The policy applies both to vaccinated and unvaccinated students.

Masks will not be required outdoors.

If a student comes into contact with someone who has COVID-19, the student’s family will be notified. The student may continue to attend school if they don’t have any symptoms.

Right now 70 percent of CPS staffmembers are vaccinated.

CPS students return to the classroom Aug. 19.

The board also passed a resolution opposing a new Metro busing plan that would eliminate dedicated bus routes for around 6,000 CPS students and give them regular bus passes instead.

“My concern about this is at the start of school this will be more than disastrous,” board member Eve Bolton said.

CPS “strongly objects to the plan proposed to eliminate all XTRA school routes and is urging Metro to maintain the XTRA service routes,” a district spokesperson wrote in a slide shown during the meeting.

CPS families will receive bus cards through normal channels as the district anticipates resolving the issue, the spokesperson wrote.

SORTA’s next meeting is tomorrow at 4 p.m.

Masks in schools

School districts face a difficult choice on masks as cases of COVID-19, nearly all comprising the delta variant, surge across the nation.

Ohio reported 2,167 newly confirmed cases on Tuesday, a number not seen since April.

The vaccines remain extremely effective against the delta variant, particularly with regard to severe illness, but breakthrough infections can occur, and even non-symptomatic, vaccinated carriers can transmit it to others.

That puts educators in a bind, as the vaccines are currently only approved for those 12 and up, and vaccination rates among school-aged children remain low.

Dataset Entries
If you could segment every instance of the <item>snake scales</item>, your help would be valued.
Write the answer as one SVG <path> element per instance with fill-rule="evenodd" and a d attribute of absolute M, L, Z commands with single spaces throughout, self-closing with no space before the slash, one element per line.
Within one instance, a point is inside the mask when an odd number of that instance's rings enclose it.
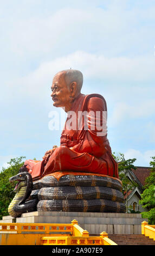
<path fill-rule="evenodd" d="M 34 181 L 29 200 L 38 199 L 39 211 L 125 212 L 118 179 L 72 173 L 58 180 L 50 175 Z"/>
<path fill-rule="evenodd" d="M 126 207 L 118 179 L 106 175 L 72 172 L 54 173 L 33 182 L 22 169 L 10 182 L 18 181 L 16 194 L 8 211 L 16 217 L 34 211 L 125 212 Z"/>

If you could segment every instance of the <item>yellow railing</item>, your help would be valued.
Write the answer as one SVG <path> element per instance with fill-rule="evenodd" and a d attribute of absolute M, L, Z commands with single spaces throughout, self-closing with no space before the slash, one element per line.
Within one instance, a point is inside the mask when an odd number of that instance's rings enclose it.
<path fill-rule="evenodd" d="M 89 236 L 76 220 L 70 224 L 0 223 L 0 245 L 117 245 L 106 232 Z"/>
<path fill-rule="evenodd" d="M 148 225 L 147 221 L 141 223 L 141 234 L 155 240 L 155 225 Z"/>

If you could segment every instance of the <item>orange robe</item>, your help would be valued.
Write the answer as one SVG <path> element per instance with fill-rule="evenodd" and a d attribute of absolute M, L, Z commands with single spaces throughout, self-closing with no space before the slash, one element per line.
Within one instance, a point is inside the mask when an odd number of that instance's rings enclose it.
<path fill-rule="evenodd" d="M 84 95 L 80 94 L 73 102 L 70 111 L 75 113 L 74 119 L 72 119 L 74 124 L 70 122 L 72 115 L 69 116 L 61 134 L 60 146 L 55 150 L 48 162 L 45 162 L 44 160 L 25 162 L 33 180 L 60 171 L 93 173 L 119 178 L 117 163 L 112 154 L 107 131 L 103 136 L 99 136 L 96 116 L 92 119 L 88 115 L 85 123 L 83 116 L 81 119 L 79 116 L 78 119 L 78 113 L 84 111 L 88 113 L 90 111 L 106 112 L 106 102 L 104 97 L 99 94 Z M 101 123 L 104 121 L 102 118 L 101 115 Z M 68 127 L 68 124 L 70 129 Z M 70 127 L 73 129 L 70 129 Z"/>

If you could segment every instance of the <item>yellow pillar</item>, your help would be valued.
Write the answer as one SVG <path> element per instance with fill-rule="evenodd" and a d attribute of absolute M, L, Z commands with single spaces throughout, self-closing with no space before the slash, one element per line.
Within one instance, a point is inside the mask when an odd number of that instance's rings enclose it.
<path fill-rule="evenodd" d="M 100 236 L 101 236 L 102 239 L 108 237 L 108 234 L 105 231 L 100 233 Z"/>
<path fill-rule="evenodd" d="M 141 234 L 145 235 L 145 225 L 147 225 L 148 222 L 147 221 L 143 221 L 141 223 Z"/>

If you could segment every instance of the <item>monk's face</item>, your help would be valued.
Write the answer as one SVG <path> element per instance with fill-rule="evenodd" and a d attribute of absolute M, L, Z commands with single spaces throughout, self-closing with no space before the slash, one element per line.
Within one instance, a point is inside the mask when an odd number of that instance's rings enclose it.
<path fill-rule="evenodd" d="M 55 107 L 65 107 L 68 110 L 70 102 L 70 90 L 64 80 L 64 73 L 59 73 L 53 78 L 51 96 Z"/>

__WORK TASK__.
Pick up the news article on school mask policies and COVID-19 after its final sentence, and continue it. The records are separate material, unrelated to the article on school mask policies.

__ANSWER__.
Moreover, the delta variant is so much more transmissible than the original virus that it renders epidemiological tools like contact tracing less effective, possibly resulting in large, revolving quarantines that could make in-person learning unworkable.

Masks remain a favorite choice among policymakers for slowing transmission of the virus.

After shifting course last week, the CDC now recommends both vaccinated and unvaccinated individuals wear masks indoors.

The American Academy of Pediatrics also recommends universal masking in schools.

However, the Ohio Department of Health recently decided against imposing a statewide mask mandate for Ohio schools.

In the absence of that statewide mandate, school districts—including Ohio’s largest—have announced mask mandates of their own.

In the Tri-State, several universities have announced universal mask mandates.

But few secondary schools have followed suit, preferring to recommend—sometimes “strongly”—masks among unvaccinated students, faculty and staff.

Enforcing a mask mandate only among unvaccinated students presents problems of its own, educators have said.